*PASSAGE:*
§ §

In this hands-on guide, you will to implement node autoscaling in EKS cluster using Cluster AutoScaler.
By default, when you deploy an EKS cluster, node auto-scaling is not enabled.
This means that even if you enable Horizontal Pod Autoscaler (HPA), pods may go into a pending state when node resources are exhausted. For pods to scale further, you need to scale the underlying nodes.
This is where Cluster Autoscaler comes into play. It automatically adjusts the number of nodes in your cluster to meet resource demands.
By the end of this guide, you will:
- Understand what Cluster AutoScaler is.
- Learn how it works behind the scenes with AWS
- Set up Cluster AutoScaler on EKS with hands-on experience
- Explore different scenarios to test scaling based on AutoScaler
What is a Cluster AutoScaler?
Cluster AutoScaler is a tool designed to automatically scale Kubernetes cluster nodes based on workloads. It is maintained by the Kubernetes community.
It supports almost all cloud platform and managed Kubernetes services, such as EKS, AKS, GKE, etc...
When you deplloy Cluster AutoScaler, it continuously monitors the API server for unscheduled Pods and automatically adds nodes to the cluster to make resources available for the pods.
Additionally, it scales down nodes when the cluster has more resources than needed.
As you may know, cloud-based Kubernetes implementations typically include node groups to manage worker nodes efficiently.
If there are multiple node groups present, the Cluster AutoScaler scales nodes using the node groups that match the specified expander strategy
on the deployment.
There are a total of six expander strategies available, they are:
- least-waste - Select the node group that leaves the least amount of CPU and memory used after scaling.
- random - This is the default expander when no expander is specified, and it is used when there is no problem scaling any node type.
- most-pods - This expander scales the node group, which can schedule most pods.
- least-nodes - Select this to scale the node group, which can schedule pods with minimum nodes.
- price - Scales the node group whose cost is low, check here for more details.
- priority - Select the node group that was assigned by the user in the configuration file.
--expander
flag, which we will explore in detail in the hands-on sectionWe can deploy Cluster AutoScaler using two methods:
- Auto-Discovery method (Recommended) - Automatically discovers every node groups ASGs with required tags and scales them if needed.
- Manual method - You have to specify the node groups ASG's min capacity, maximum capacity, and name.
How does Kubernetes Cluster AutoScaler work?
The workflow diagram of AWS EKS Cluster AutoScaler is given below.

Here is how cluster AutoScaler work.
- A manifest is applied to create a deployment on the cluster.
- The API server tells the Scheduler to assign the deployment pods in the nodes.

§ §

*EXERCISE REQUIREMENTS:*
Answer these questions from the Cluster AutoScaler guide, giving each answer on its own line with the matching number.
1. Who maintains Cluster AutoScaler?
2. Which expander strategy is used by default when no expander is specified?
3. Which of the two deployment methods does the guide mark as recommended?

*SOURCE DATA:*
§ §

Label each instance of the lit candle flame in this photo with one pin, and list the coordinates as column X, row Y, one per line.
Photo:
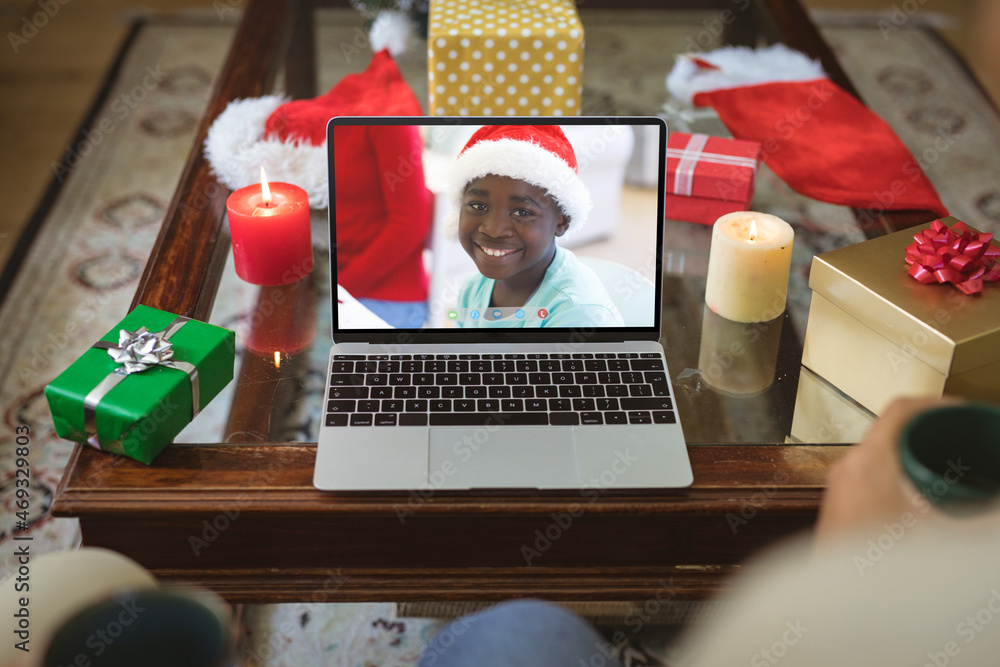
column 264, row 190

§ §

*RESPONSE FOR THIS EXERCISE:*
1. The Kubernetes community.
2. random.
3. The Auto-Discovery method.